TASK INSTRUCTIONS: Quote every one of the lines below verbatim, in the order they appear.

STORED DATA:
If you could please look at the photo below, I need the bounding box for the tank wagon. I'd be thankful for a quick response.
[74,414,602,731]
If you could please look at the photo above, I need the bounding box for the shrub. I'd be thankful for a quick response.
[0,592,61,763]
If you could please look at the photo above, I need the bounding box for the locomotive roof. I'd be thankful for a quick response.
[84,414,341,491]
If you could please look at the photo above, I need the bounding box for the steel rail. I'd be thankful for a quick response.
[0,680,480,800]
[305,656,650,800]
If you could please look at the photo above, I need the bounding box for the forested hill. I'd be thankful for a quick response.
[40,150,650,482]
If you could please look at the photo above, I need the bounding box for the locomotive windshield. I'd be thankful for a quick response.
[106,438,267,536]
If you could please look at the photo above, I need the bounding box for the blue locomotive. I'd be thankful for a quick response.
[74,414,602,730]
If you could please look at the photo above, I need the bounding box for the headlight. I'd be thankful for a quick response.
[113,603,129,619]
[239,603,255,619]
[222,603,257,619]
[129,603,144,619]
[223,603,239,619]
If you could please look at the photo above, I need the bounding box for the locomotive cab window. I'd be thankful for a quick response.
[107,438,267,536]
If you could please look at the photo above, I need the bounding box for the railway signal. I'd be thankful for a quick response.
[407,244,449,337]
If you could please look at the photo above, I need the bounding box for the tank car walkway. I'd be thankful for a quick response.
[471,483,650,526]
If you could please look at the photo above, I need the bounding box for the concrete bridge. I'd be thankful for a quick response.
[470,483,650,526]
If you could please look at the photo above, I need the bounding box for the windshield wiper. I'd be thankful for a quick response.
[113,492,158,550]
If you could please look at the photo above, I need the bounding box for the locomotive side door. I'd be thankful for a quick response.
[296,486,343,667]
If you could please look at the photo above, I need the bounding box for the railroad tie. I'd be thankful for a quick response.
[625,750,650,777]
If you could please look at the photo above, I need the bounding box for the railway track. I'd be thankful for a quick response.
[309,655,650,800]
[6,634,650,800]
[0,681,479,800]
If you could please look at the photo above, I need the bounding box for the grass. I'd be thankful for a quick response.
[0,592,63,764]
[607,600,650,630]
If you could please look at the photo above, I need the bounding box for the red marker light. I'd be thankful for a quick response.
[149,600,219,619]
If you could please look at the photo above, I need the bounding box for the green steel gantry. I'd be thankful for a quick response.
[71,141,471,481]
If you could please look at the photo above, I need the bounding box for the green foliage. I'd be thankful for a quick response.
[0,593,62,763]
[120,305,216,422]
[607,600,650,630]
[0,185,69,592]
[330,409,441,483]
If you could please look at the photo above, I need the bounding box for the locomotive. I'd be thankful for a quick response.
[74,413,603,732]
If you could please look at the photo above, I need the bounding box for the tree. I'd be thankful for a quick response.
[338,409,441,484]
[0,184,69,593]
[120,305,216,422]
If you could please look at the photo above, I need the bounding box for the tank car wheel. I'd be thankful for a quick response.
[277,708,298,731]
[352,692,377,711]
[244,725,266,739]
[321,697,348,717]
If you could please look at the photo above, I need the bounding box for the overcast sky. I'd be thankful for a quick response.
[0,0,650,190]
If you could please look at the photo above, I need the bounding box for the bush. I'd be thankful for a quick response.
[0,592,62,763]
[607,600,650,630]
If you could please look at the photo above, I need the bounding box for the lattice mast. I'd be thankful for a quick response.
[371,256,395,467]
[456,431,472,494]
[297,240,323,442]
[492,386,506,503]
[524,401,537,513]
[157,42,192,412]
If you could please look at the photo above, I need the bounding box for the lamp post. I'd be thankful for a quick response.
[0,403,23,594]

ANSWER TO THIS PROBLEM:
If you could please look at the photo below, I need the bounding box for the tank wagon. I'd be thankful for a quick response.
[74,414,602,731]
If you could please look at the photo above, I need the bounding box for the shrub. I'd be thankful for a quick response.
[0,592,61,763]
If you could please look at the photo above, I need the bounding box for the locomotive roof. I'd be thankful for a quick response.
[84,414,341,491]
If you could please look at the photo above, I need the bounding box for the steel rail. I'd be thankful for a quick response.
[0,680,480,800]
[305,656,650,800]
If you could please look at the photo above, I need the bounding box for the forested hill. I'd be thankful for a quick response.
[40,150,650,482]
If you could please look at the photo above, I need the bounding box for the locomotive windshield. I'd be thankful for a quick response.
[106,438,267,536]
If you could please look at the photo above, I need the bounding box for the blue locomotive. I'd be thankful for a quick response.
[74,414,602,730]
If you could please look at the photo above, I need the bounding box for the headlight. I'd be thankful for a quick response.
[113,603,129,619]
[239,603,255,619]
[222,603,257,619]
[129,603,144,619]
[223,603,239,619]
If you could please look at the photo above, I need the bounding box for the locomotive cab window. I'd be thankful for a quick response.
[107,438,267,536]
If you could please look at the photo above, I need the bounding box for the railway signal. I'd be thankful for a quick response.
[407,244,449,337]
If you could please look at the photo above, I need the bounding box for the tank car walkway. I'd be thankful for a quick response.
[471,483,650,526]
If you could please look at the photo above, I need the bounding box for the concrete bridge. I'd be thankful for a quick response.
[470,483,650,526]
If you could please look at the photo above, I need the bounding box for the windshield wiper. I'd be thankful for a quick response.
[113,492,158,550]
If you could please look at the photo above, I need the bounding box for the locomotive side door. I'd be thankful for a quick response.
[296,486,343,667]
If you could please look at the photo above, I need the bounding box for the railroad tie. I'd be thankful for a quick response.
[625,750,650,777]
If you could please look at the photo above, I need the bounding box for the railway track. I'd be thankful for a quick response.
[309,655,650,800]
[6,634,650,800]
[0,681,479,800]
If you could please look at the photo above, I need the bounding box for the grass. I'd be thankful for a quick response.
[0,592,63,764]
[607,600,650,630]
If you could please look at the photo above, I need the bounding box for the red marker light. I'd be thankful for a quick response.
[149,600,219,619]
If you could please look at the photo above, I need the bounding box for the green steel gantry. I'd be thankful for a quick response.
[71,141,471,481]
If you could please look at the photo above, I need the bounding box for the green foliage. I'd be thankful for a quick response.
[0,593,62,763]
[120,305,216,422]
[607,600,650,630]
[0,185,69,592]
[330,409,441,483]
If you could please look at the photo above, I need the bounding box for the locomotive. I'd be thankful for a quick response.
[74,413,603,732]
If you could please look at the photo above, I need the bounding box for the tree. I'd be thankful for a quick response.
[338,409,441,484]
[0,184,69,593]
[120,305,216,422]
If you could please look at the photo above, I need the bounding box for the tank car wheel. I'd be thankful for a quick response.
[277,708,298,731]
[352,692,377,711]
[244,725,266,739]
[321,697,348,717]
If you could please look at the photo above, I need the bounding box for the overcast sky. I'd be thankful for a quick response.
[0,0,650,190]
If you could please look at the photo above, I need the bounding box for the bush. I'd be thankful for a quick response.
[0,592,62,763]
[607,600,650,630]
If you could please look at the photo above, I need the bounding box for the lattice mast. I'd be thankful for a quick response.
[371,256,395,467]
[456,431,472,494]
[297,240,323,442]
[492,386,506,503]
[524,401,537,513]
[157,42,192,412]
If you could please look at the photo above, I need the bounding box for the lamp post. I'd be thankful for a quick response.
[0,403,23,594]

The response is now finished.